▶ READING TEXT
»»
- Born: February 13, 1918 Waupun, Wisconsin, U.S.
- Died: January 23, 1994 (aged 75) Brooklyn, New York City, New York, U.S.
- Occupations: Scenic designer and interior designer

= Oliver Smith (designer) =

American scenic designer and interior designer (1918–1994)

Oliver Smith (February 13, 1918 – January 23, 1994) was an American scenic designer and interior designer.

==Biography==
Born in Waupun, Wisconsin, Smith attended Penn State, after which he moved to New York City and began to form friendships that blossomed into working relationships with such talents as Leonard Bernstein, Jerome Robbins, Carson McCullers, and Agnes de Mille. In his early 20s, he lived at February House in Brooklyn with a coterie of famous people centered on George Davis and W. H. Auden. He tended the furnace, washed the dishes, and soothed the tempers of both residents and visitors. His career was launched with his designs for Léonide Massine's ballet Saratoga in 1941 and de Mille's Rodeo in 1942.
««
▶ GIVEN DATA
»»
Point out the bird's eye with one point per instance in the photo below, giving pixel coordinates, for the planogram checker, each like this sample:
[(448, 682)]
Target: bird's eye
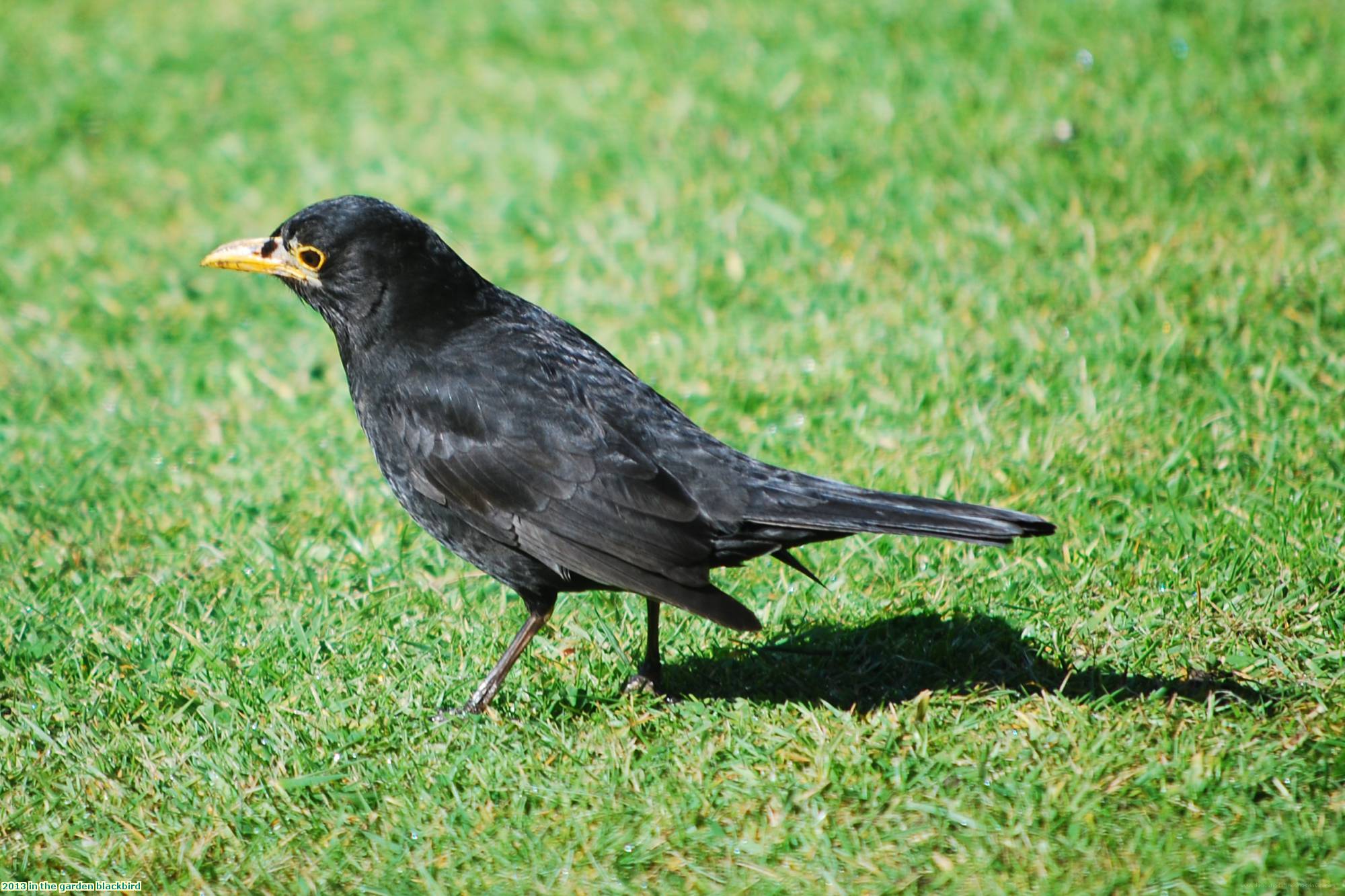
[(311, 257)]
««
▶ PROBLEM SET
**a.** Reproduce the Oliver Smith text between "- Died: January" and "and interior designer.", inclusive, swapping "interior designer" for "costume designer".
**b.** According to the Oliver Smith text, where did Smith live in his early 20s?

▶ PER-TASK ANSWERS
**a.**
- Died: January 23, 1994 (aged 75) Brooklyn, New York City, New York, U.S.
- Occupations: Scenic designer and costume designer

= Oliver Smith (designer) =

American scenic designer and costume designer (1918–1994)

Oliver Smith (February 13, 1918 – January 23, 1994) was an American scenic designer and costume designer.

**b.** At February House in Brooklyn.